## START Raw records

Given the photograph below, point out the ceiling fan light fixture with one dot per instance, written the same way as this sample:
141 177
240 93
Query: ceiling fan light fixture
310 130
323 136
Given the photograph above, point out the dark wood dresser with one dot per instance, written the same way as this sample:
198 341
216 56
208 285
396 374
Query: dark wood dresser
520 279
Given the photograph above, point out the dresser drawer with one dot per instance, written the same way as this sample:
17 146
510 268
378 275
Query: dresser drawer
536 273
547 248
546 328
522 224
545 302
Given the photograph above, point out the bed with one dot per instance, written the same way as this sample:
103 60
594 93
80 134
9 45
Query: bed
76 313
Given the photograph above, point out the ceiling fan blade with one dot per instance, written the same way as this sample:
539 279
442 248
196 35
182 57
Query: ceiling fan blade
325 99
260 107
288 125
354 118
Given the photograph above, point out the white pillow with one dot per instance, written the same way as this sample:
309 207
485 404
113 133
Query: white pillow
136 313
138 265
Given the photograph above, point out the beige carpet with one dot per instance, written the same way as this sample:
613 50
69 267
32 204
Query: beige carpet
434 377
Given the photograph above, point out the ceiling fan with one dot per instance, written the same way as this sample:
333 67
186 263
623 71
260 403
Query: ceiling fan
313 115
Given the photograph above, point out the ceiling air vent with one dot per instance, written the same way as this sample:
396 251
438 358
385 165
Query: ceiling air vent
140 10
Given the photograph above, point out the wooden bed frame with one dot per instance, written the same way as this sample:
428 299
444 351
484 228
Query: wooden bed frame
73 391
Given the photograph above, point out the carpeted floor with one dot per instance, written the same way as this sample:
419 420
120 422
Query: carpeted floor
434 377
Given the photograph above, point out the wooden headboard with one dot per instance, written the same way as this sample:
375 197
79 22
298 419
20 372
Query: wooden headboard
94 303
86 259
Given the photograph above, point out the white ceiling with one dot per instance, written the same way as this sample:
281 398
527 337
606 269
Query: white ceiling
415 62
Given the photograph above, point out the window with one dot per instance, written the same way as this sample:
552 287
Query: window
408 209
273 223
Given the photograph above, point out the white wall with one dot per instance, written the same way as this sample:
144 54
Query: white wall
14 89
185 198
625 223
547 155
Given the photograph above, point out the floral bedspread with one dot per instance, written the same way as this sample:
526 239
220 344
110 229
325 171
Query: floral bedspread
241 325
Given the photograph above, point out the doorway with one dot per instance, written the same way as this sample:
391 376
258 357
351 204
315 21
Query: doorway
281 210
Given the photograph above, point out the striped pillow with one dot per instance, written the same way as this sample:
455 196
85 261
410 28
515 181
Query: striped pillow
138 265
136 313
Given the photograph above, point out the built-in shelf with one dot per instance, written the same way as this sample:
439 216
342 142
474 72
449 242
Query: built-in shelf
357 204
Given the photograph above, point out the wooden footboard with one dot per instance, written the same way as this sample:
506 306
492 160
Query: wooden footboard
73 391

## END Raw records
## START Raw records

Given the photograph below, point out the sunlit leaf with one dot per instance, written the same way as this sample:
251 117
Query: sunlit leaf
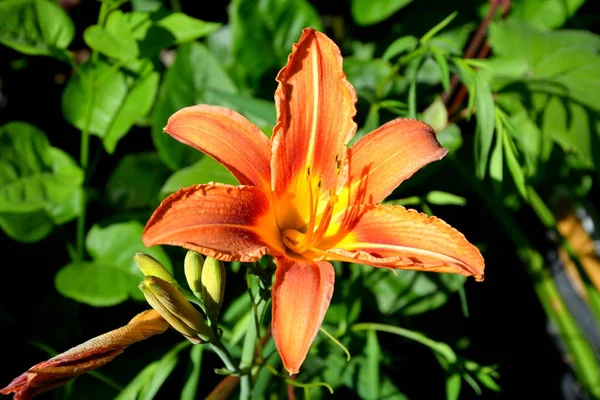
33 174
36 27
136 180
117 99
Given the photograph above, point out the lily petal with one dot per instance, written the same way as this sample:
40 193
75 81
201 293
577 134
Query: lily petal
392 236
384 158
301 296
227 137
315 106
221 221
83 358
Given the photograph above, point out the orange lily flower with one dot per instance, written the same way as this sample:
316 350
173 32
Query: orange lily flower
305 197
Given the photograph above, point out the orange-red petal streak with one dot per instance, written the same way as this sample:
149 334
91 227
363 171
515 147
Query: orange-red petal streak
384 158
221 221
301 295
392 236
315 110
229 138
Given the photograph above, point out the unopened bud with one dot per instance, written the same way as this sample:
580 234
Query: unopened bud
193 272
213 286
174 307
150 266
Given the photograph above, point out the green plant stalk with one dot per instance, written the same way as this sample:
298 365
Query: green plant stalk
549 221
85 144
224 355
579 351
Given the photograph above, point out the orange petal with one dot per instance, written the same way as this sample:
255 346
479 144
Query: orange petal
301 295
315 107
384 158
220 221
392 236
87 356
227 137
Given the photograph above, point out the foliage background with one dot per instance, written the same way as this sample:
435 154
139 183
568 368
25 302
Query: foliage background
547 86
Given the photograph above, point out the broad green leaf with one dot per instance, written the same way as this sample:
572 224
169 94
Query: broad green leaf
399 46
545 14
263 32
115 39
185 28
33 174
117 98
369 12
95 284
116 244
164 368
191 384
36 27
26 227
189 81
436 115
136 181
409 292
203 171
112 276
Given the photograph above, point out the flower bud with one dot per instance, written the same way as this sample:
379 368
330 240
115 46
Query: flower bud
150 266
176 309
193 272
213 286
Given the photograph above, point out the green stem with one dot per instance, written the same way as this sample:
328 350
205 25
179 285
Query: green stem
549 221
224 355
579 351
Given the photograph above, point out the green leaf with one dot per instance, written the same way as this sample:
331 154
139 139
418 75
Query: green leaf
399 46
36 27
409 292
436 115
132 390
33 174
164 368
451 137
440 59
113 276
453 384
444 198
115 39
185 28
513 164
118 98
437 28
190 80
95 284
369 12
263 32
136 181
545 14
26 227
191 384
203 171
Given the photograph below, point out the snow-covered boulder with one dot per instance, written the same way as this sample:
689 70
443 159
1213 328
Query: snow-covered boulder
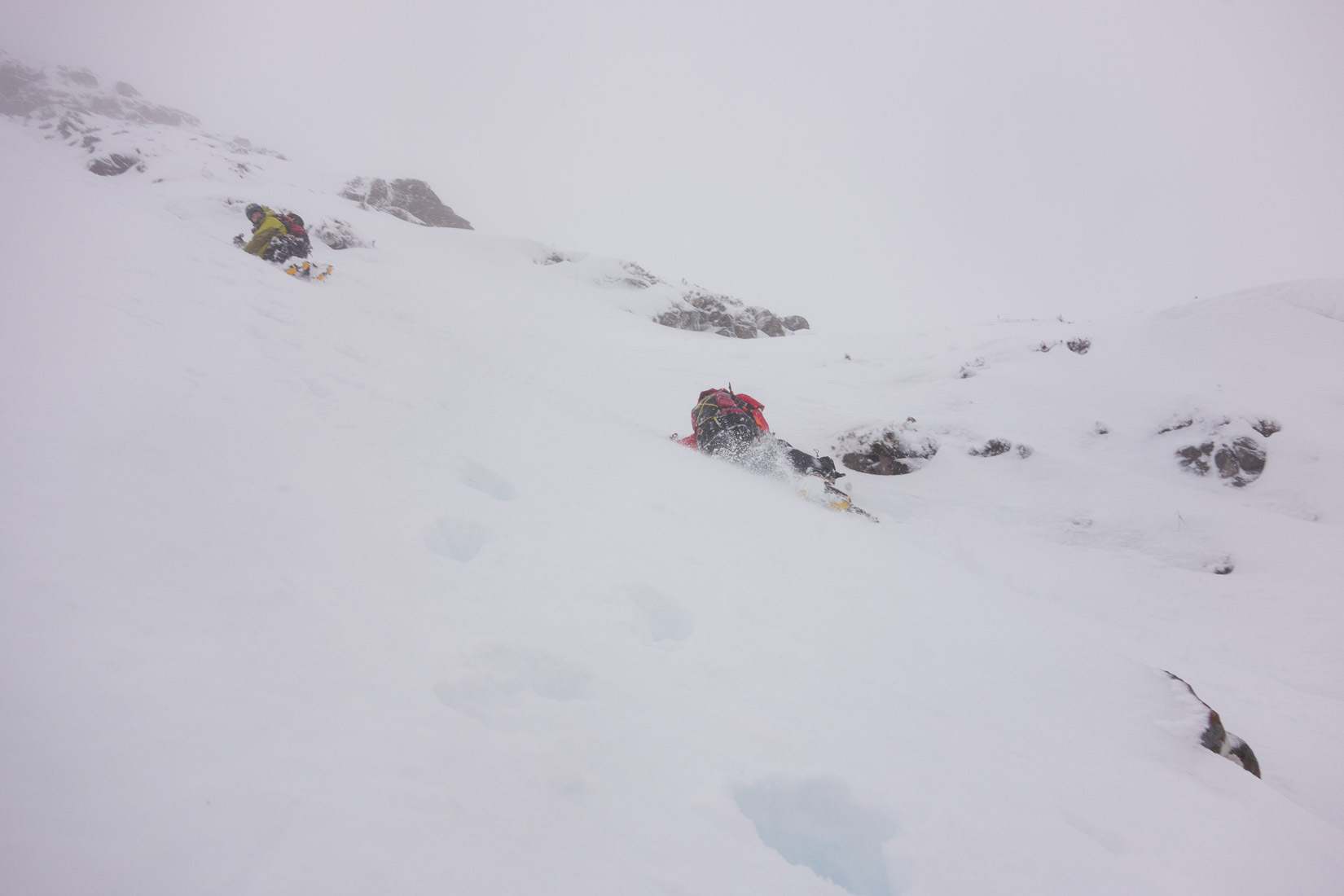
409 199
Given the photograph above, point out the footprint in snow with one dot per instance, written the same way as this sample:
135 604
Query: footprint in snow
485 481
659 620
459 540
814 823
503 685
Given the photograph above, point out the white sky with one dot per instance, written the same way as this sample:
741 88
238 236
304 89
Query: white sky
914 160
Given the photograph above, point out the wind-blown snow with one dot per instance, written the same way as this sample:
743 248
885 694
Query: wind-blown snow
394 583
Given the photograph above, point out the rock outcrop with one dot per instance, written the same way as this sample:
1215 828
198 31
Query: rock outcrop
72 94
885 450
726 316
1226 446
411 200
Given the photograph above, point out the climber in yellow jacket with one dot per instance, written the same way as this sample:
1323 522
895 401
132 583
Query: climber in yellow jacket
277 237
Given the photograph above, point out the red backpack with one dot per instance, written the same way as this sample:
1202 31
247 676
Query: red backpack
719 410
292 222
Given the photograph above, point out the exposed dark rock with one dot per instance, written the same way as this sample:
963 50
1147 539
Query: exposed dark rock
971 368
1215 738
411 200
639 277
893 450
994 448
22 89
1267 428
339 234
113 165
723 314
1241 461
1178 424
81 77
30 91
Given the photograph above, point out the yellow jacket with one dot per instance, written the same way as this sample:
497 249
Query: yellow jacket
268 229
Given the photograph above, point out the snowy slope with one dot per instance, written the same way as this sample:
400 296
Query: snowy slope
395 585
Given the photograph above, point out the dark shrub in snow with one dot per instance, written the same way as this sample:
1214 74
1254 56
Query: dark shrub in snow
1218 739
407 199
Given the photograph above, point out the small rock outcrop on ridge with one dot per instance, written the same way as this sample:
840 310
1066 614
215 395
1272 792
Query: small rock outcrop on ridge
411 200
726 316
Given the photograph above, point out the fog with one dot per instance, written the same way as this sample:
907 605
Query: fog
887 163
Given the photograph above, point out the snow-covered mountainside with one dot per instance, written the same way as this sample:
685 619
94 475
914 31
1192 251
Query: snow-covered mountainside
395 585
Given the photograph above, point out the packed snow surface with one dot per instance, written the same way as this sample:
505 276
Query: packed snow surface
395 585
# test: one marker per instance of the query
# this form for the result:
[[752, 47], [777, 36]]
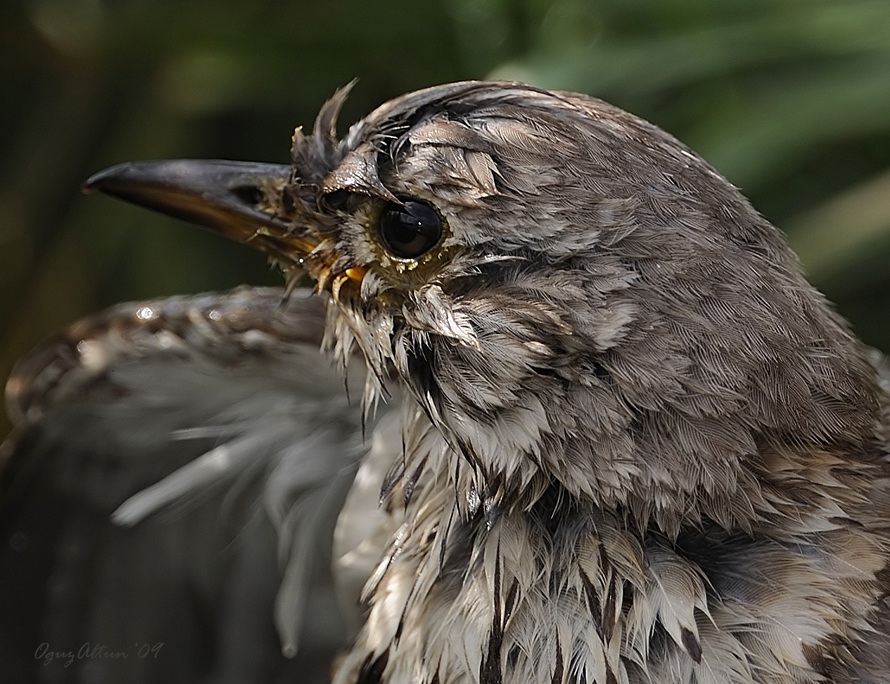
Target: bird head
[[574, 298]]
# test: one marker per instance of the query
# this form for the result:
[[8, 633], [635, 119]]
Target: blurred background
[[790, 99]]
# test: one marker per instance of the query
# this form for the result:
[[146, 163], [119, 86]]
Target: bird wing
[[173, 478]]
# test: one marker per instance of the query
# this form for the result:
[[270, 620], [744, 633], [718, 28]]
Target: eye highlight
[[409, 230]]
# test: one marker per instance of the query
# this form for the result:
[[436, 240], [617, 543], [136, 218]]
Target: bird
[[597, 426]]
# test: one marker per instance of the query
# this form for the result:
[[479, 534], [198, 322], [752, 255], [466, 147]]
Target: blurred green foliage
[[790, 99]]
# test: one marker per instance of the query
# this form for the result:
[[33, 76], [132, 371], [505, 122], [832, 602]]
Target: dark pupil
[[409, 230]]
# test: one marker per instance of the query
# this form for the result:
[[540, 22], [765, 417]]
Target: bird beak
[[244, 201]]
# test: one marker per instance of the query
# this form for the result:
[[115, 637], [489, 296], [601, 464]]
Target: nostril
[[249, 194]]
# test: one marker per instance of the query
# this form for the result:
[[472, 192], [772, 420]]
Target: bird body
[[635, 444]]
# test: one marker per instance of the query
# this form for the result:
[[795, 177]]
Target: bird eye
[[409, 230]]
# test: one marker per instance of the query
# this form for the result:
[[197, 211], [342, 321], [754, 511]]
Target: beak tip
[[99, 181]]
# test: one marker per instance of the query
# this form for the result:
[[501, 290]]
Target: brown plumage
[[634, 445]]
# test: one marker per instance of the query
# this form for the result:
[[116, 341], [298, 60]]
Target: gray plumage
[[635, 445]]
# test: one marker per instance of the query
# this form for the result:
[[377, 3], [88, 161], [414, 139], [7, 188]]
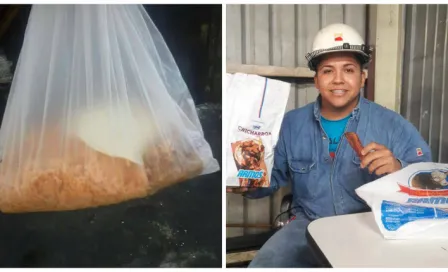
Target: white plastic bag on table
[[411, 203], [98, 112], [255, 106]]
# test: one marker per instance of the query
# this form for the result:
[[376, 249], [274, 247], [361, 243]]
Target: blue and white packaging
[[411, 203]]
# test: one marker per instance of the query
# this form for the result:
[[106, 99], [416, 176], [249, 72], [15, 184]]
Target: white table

## END Raw records
## START Raw records

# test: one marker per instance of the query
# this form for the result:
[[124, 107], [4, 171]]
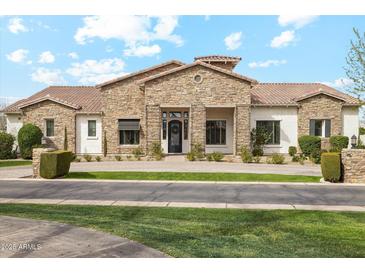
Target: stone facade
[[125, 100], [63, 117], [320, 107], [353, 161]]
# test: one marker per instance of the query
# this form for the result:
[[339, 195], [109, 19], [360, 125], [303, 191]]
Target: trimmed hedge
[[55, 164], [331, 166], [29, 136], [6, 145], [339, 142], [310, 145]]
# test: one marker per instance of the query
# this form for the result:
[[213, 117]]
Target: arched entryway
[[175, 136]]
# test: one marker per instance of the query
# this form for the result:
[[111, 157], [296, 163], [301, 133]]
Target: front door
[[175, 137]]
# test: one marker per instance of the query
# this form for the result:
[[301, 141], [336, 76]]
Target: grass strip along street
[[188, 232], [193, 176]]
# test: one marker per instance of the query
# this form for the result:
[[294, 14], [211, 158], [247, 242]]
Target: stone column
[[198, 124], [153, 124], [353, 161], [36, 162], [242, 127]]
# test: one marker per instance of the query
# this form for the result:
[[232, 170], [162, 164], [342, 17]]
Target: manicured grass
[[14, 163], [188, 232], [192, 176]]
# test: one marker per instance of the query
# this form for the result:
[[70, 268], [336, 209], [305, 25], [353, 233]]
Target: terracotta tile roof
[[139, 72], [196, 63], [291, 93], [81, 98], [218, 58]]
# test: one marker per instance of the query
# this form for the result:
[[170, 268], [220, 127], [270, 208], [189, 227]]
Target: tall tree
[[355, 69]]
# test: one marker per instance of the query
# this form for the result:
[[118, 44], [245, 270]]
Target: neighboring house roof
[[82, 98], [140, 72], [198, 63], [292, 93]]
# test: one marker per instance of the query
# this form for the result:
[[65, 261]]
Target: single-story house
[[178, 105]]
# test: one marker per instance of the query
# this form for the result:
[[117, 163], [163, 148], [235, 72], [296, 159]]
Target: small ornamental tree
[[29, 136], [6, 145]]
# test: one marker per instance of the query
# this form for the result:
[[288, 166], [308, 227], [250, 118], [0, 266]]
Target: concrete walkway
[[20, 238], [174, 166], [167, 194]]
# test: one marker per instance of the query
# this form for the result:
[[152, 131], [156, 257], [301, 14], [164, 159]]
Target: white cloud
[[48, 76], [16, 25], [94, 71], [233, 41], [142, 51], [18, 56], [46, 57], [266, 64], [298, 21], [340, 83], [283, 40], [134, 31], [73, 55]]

## END Raw records

Directions
Please pick out each line in the records above that contains the word "plumage" and copy those lines.

The response
Target: brown plumage
Target: gray plumage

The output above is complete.